Please give the lines from the one with "Guideline: one keypoint per instance of the movie" up to and including the one with "[(228, 146)]" as a two-column CSV headed instruction and keypoints. Each row should hold a line's text and its answer, each value in one quoted field with line breaks turned into spaces.

* start Task material *

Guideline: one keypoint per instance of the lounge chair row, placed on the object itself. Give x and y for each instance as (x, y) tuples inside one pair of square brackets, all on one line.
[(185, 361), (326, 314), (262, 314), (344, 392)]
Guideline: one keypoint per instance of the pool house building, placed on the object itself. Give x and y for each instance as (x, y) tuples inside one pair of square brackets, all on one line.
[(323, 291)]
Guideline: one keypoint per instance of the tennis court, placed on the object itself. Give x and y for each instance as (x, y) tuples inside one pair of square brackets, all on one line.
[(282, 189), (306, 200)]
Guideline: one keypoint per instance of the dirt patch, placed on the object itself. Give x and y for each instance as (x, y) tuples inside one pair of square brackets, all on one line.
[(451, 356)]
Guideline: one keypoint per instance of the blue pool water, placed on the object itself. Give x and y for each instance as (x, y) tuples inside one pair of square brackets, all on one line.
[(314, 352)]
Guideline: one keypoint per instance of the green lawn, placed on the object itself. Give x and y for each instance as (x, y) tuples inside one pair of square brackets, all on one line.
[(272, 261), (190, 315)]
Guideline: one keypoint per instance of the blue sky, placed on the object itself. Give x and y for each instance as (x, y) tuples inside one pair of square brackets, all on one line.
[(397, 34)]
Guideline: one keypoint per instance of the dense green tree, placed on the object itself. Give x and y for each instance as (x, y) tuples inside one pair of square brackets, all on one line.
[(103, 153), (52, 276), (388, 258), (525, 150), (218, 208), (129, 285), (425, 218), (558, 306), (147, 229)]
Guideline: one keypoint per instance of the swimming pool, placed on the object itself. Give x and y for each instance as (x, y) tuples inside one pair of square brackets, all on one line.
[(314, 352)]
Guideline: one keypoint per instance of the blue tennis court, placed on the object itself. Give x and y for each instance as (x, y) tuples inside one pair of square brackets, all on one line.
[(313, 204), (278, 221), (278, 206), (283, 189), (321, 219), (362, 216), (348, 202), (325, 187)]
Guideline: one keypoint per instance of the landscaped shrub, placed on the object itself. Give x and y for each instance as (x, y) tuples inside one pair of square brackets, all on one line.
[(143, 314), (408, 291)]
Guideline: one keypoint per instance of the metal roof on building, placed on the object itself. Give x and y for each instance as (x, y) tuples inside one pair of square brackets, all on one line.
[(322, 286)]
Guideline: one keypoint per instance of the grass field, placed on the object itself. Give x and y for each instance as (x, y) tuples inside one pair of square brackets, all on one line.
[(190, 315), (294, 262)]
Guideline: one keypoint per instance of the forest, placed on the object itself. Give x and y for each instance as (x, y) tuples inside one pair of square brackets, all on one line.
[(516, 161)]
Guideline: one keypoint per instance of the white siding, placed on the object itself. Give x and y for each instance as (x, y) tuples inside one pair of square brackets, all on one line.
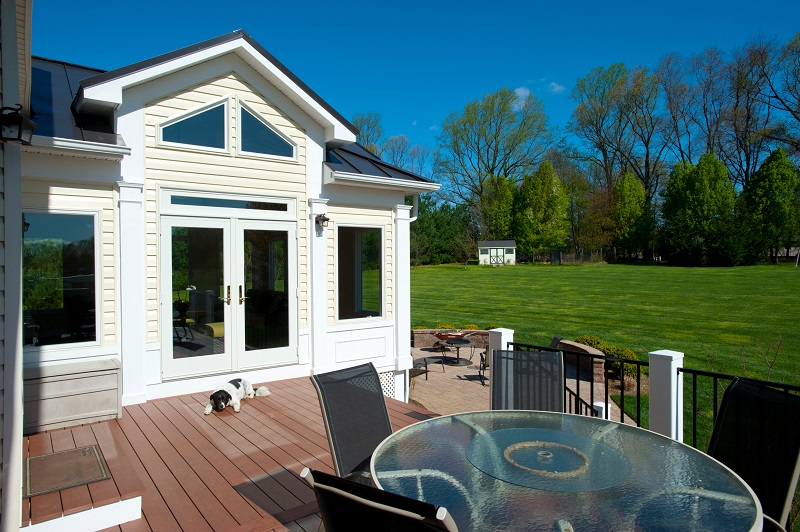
[(363, 217), (194, 169), (64, 197)]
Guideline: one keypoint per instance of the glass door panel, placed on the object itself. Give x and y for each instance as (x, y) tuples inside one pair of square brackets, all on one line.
[(266, 294), (196, 299)]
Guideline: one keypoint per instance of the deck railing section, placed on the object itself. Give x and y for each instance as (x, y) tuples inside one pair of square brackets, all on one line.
[(597, 404), (695, 407)]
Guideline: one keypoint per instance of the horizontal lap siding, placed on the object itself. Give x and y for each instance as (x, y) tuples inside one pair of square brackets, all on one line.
[(230, 172), (65, 197), (366, 217)]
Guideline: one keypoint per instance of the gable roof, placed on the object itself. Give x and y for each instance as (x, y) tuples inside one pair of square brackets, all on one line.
[(354, 165), (101, 94)]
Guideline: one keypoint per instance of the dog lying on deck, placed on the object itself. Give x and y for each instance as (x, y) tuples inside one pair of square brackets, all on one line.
[(232, 393)]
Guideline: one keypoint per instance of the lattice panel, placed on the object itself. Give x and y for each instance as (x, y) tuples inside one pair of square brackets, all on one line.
[(387, 383)]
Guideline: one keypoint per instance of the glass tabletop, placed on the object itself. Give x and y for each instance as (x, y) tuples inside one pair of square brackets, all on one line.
[(525, 470)]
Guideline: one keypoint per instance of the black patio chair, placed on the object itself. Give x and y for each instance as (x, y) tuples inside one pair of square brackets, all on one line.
[(347, 505), (355, 414), (527, 380), (757, 434)]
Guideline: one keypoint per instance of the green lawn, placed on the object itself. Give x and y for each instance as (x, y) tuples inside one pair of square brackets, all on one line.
[(723, 319)]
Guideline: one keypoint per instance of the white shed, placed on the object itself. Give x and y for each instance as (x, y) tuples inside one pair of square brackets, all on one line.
[(497, 252)]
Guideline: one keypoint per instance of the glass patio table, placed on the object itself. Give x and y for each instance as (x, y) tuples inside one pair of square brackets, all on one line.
[(529, 470)]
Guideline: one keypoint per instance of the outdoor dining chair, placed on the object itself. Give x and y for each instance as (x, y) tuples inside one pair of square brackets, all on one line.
[(355, 414), (527, 380), (347, 505), (757, 434)]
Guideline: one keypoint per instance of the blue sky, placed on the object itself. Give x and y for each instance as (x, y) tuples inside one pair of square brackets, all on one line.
[(416, 61)]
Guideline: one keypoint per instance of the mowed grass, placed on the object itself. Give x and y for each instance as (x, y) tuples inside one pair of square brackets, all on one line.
[(722, 319)]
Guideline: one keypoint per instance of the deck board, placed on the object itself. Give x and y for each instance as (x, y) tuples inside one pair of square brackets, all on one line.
[(225, 471)]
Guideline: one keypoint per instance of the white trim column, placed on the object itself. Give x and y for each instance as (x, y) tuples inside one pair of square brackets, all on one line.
[(402, 287), (321, 361), (133, 291), (666, 393)]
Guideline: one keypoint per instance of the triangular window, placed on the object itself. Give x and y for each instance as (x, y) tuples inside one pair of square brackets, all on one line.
[(257, 137), (206, 128)]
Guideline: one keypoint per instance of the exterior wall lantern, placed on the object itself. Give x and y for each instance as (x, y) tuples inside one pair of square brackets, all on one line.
[(14, 126), (322, 220)]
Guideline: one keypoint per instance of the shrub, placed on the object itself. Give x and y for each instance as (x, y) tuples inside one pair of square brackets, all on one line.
[(614, 352)]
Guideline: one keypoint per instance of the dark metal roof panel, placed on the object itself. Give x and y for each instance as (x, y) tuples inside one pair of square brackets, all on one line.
[(53, 88), (142, 65), (354, 158)]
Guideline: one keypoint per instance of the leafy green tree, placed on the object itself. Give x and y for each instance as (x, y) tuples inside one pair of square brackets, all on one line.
[(497, 206), (697, 213), (540, 214), (770, 205), (629, 213)]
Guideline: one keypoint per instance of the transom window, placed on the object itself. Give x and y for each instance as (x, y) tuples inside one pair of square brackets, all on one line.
[(360, 283), (58, 279)]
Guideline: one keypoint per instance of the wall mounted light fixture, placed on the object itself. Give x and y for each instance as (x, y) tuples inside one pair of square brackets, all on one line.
[(322, 220), (15, 126)]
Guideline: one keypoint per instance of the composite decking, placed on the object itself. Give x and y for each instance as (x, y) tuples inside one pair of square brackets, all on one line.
[(223, 471)]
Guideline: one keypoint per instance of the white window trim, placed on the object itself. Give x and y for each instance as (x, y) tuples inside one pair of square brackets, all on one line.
[(382, 317), (66, 351), (166, 207), (239, 137), (224, 101)]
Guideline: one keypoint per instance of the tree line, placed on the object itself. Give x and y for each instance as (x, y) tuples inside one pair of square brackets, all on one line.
[(694, 161)]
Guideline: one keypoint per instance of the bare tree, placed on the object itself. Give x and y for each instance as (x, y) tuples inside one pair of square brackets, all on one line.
[(498, 135), (679, 99), (370, 131), (711, 97)]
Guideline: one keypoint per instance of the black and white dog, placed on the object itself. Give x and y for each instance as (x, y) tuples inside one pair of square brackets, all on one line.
[(232, 393)]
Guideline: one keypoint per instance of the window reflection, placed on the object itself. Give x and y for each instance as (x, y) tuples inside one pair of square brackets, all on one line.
[(360, 280), (58, 279)]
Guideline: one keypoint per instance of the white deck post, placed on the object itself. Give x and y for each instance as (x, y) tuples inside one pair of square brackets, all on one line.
[(498, 340), (666, 393)]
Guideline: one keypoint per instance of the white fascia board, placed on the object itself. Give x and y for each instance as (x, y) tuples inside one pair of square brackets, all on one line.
[(109, 94), (77, 148), (385, 183)]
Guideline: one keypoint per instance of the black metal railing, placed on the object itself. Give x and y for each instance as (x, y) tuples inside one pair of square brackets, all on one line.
[(574, 401), (693, 407)]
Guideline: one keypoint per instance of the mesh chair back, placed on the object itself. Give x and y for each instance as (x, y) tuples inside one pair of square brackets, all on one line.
[(757, 434), (527, 380), (347, 505), (355, 415)]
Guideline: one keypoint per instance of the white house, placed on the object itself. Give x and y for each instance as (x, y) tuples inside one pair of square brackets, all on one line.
[(497, 252), (194, 216)]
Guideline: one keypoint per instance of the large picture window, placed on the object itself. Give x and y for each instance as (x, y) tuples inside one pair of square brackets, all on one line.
[(360, 280), (58, 279)]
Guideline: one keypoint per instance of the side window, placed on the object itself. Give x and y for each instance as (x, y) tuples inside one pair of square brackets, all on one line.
[(58, 279), (360, 280), (258, 137), (206, 128)]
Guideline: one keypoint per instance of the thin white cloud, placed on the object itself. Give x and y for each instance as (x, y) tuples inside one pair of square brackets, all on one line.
[(555, 88), (522, 95)]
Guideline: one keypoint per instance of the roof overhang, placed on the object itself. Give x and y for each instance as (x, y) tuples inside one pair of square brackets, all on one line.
[(102, 94), (77, 148), (384, 183)]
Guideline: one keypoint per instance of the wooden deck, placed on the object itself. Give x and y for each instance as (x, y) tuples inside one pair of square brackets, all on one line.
[(223, 471)]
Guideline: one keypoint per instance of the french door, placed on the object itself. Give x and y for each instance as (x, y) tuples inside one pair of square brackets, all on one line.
[(228, 295)]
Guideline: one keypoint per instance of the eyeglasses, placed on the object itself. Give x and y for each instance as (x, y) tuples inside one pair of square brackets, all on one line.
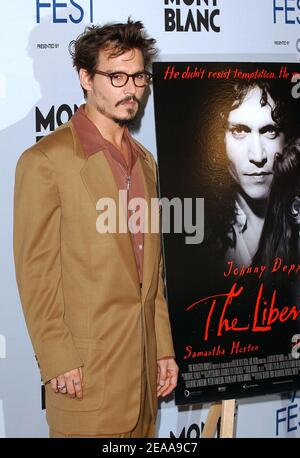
[(120, 79)]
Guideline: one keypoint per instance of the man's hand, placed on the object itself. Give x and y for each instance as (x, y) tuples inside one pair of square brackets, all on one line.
[(167, 373), (69, 383)]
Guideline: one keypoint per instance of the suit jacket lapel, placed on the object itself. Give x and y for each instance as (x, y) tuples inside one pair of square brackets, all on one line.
[(99, 181)]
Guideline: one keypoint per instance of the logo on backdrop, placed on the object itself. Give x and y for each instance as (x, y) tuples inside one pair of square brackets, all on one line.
[(286, 12), (67, 11), (194, 431), (47, 121), (191, 15)]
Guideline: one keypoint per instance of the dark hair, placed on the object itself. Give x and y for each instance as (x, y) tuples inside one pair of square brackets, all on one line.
[(223, 188), (282, 223), (116, 37)]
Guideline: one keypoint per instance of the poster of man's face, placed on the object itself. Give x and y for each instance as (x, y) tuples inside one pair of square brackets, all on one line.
[(221, 129)]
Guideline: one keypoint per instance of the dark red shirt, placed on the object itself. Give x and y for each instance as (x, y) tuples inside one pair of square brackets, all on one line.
[(127, 175)]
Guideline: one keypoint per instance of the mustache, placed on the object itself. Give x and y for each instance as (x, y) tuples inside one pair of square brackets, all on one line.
[(129, 98)]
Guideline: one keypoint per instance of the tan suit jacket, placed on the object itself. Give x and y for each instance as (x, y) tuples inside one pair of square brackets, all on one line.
[(80, 289)]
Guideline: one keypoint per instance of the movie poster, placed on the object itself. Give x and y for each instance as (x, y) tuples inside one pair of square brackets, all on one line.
[(228, 146)]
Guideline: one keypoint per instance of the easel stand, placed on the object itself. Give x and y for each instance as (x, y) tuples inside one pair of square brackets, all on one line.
[(225, 410)]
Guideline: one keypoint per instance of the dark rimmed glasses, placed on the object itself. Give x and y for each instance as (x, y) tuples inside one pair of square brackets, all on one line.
[(120, 79)]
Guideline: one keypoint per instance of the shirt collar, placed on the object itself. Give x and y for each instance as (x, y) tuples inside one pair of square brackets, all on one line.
[(91, 138)]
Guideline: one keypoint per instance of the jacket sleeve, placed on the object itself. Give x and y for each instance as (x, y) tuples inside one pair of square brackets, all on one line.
[(37, 215), (164, 342)]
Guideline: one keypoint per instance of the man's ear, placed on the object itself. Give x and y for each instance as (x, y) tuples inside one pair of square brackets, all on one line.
[(85, 79)]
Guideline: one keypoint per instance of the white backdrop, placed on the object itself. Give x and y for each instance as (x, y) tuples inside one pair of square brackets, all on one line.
[(38, 91)]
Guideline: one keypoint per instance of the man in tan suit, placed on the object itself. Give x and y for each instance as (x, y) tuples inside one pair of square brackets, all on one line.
[(94, 302)]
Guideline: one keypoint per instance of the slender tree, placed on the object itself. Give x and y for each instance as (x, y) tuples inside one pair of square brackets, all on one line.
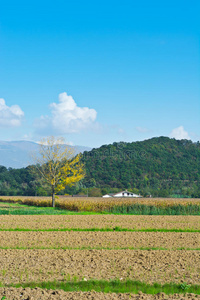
[(57, 164)]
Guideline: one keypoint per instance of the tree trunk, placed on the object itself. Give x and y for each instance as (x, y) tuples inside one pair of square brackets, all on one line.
[(53, 196)]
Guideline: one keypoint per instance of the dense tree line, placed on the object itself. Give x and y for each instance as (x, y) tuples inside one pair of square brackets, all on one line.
[(158, 167)]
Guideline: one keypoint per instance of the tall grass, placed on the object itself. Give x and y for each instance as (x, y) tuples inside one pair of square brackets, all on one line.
[(113, 286)]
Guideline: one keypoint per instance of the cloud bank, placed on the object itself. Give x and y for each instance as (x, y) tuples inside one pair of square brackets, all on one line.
[(10, 116), (66, 117), (179, 133)]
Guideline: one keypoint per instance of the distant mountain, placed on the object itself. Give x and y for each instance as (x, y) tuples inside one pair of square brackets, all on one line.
[(17, 154)]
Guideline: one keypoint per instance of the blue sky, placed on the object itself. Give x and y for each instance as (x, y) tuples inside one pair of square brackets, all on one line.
[(96, 72)]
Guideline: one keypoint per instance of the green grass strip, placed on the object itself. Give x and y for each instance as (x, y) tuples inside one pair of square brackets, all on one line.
[(113, 286), (117, 229), (97, 248)]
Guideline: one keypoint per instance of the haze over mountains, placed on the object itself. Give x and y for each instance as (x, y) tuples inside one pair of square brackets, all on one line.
[(17, 154)]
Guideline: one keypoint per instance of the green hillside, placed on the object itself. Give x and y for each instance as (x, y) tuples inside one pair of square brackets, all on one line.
[(158, 167)]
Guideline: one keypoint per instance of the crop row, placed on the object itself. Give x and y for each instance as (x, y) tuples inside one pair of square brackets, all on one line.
[(112, 222), (64, 265), (121, 205), (97, 240)]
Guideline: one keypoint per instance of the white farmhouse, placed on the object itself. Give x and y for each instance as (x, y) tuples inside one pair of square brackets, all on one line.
[(122, 194)]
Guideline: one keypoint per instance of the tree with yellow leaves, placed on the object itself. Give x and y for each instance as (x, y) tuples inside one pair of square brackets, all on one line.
[(58, 165)]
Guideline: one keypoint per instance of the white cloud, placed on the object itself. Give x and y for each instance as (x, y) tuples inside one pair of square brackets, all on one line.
[(10, 116), (142, 129), (179, 133), (66, 117)]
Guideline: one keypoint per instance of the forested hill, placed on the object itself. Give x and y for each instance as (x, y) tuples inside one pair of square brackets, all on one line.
[(157, 163), (158, 167)]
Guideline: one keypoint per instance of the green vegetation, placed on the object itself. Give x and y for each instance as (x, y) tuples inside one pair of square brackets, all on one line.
[(104, 229), (97, 248), (18, 209), (160, 167), (113, 286), (141, 209), (134, 209)]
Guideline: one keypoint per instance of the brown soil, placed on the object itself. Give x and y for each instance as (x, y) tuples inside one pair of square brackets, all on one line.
[(43, 294), (169, 240), (149, 266), (99, 221)]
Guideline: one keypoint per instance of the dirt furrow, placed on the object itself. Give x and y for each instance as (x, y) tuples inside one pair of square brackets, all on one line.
[(44, 294), (148, 266), (167, 240)]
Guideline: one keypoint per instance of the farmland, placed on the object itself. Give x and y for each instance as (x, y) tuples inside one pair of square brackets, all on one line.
[(100, 256)]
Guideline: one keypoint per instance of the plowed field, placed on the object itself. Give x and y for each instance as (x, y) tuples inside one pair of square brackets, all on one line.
[(99, 221), (37, 293), (111, 240), (149, 266), (77, 255)]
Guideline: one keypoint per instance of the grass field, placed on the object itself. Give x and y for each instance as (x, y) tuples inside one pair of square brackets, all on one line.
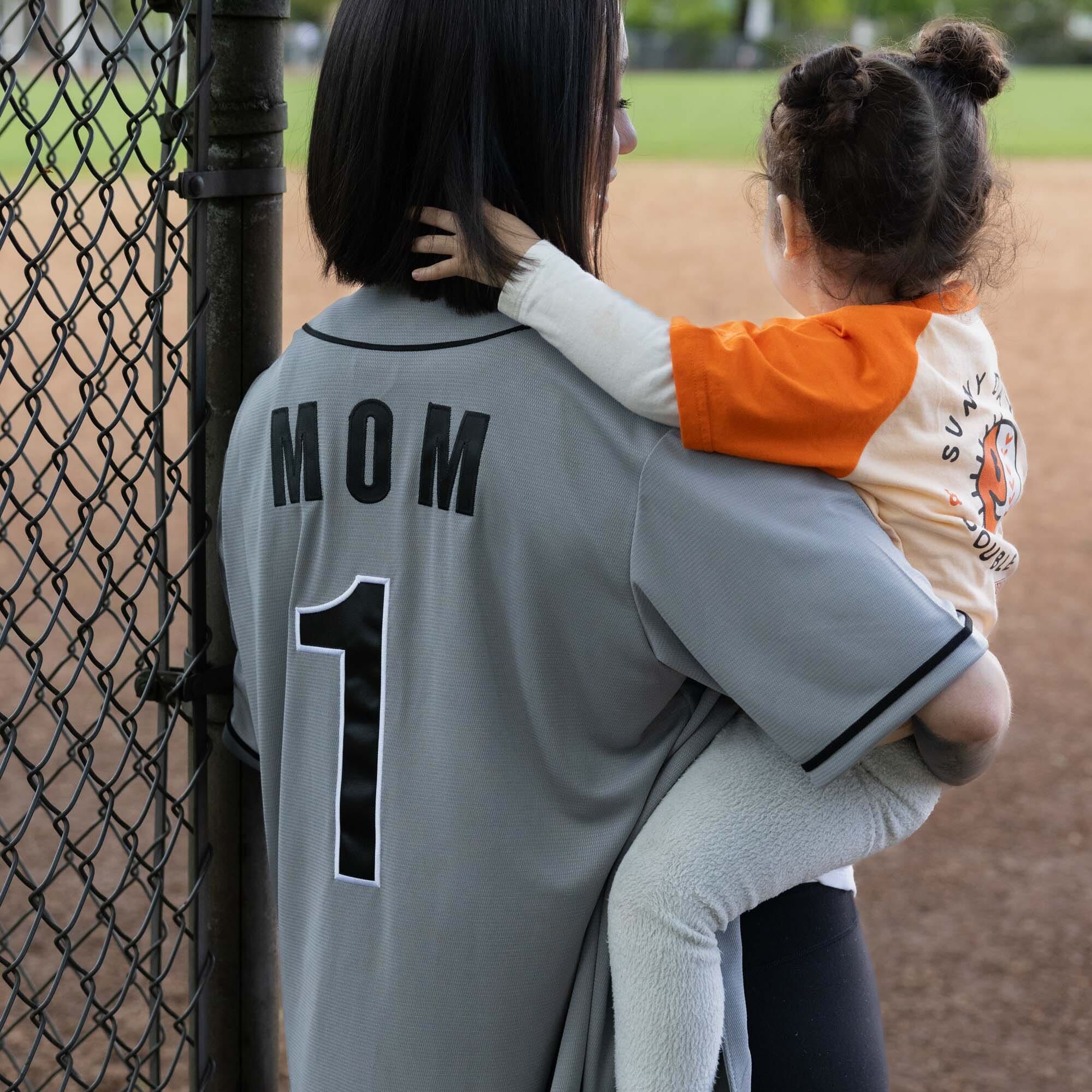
[(711, 116), (718, 116)]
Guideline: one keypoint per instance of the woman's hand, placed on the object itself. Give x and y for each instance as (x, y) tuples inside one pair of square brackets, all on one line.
[(511, 231)]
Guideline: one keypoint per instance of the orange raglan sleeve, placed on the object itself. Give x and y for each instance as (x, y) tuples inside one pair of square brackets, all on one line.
[(808, 393)]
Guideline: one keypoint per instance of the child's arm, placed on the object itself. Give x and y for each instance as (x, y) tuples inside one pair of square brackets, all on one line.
[(616, 343), (800, 393)]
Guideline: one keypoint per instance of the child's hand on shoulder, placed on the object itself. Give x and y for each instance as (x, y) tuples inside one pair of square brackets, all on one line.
[(511, 232)]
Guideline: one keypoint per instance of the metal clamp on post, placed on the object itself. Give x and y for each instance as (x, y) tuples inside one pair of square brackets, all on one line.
[(233, 183), (213, 680)]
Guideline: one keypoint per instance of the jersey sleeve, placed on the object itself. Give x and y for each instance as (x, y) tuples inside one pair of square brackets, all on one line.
[(240, 737), (805, 393), (776, 587)]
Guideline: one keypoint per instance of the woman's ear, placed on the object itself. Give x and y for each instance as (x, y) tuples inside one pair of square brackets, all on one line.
[(794, 228)]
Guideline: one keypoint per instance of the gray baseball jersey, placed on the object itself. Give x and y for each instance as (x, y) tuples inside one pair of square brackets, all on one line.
[(485, 619)]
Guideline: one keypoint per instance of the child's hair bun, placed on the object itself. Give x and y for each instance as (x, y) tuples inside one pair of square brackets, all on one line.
[(834, 84), (971, 55)]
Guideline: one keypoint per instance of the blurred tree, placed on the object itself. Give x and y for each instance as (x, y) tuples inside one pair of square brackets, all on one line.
[(314, 11)]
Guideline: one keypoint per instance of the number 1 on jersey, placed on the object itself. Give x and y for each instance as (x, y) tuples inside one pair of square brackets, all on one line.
[(353, 627)]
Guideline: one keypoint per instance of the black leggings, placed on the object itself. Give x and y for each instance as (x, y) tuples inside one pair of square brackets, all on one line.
[(813, 1008)]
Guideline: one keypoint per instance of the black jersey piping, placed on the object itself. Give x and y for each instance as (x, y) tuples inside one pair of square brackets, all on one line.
[(248, 752), (424, 348), (892, 697)]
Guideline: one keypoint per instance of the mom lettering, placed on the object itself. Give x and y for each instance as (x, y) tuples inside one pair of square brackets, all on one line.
[(447, 471)]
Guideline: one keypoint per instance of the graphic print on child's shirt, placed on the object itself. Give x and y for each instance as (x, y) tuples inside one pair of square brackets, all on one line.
[(905, 401)]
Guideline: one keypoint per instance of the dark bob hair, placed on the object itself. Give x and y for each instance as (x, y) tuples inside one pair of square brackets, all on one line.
[(445, 103)]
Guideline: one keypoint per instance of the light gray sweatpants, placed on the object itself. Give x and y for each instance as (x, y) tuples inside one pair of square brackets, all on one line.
[(743, 825)]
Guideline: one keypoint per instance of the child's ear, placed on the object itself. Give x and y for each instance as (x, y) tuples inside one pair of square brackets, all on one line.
[(794, 228)]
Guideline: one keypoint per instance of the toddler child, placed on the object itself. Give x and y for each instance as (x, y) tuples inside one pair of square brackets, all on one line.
[(880, 191)]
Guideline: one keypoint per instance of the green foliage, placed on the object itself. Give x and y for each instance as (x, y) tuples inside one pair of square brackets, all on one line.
[(719, 116), (313, 11), (711, 17)]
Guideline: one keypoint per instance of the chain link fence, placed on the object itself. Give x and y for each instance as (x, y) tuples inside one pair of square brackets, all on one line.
[(103, 847)]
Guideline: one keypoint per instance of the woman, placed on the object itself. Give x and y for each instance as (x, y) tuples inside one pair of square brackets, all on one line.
[(485, 618)]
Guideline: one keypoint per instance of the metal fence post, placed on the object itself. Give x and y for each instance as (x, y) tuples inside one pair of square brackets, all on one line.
[(243, 336)]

* end Task material *

Full solution:
instruction,keypoints
"Guideline: one keypoint per instance of the movie poster, placed on the object itself. Give x and y for each instance as (x, y) tuples inside one pair of square brackets, all on one line.","[(228, 146)]"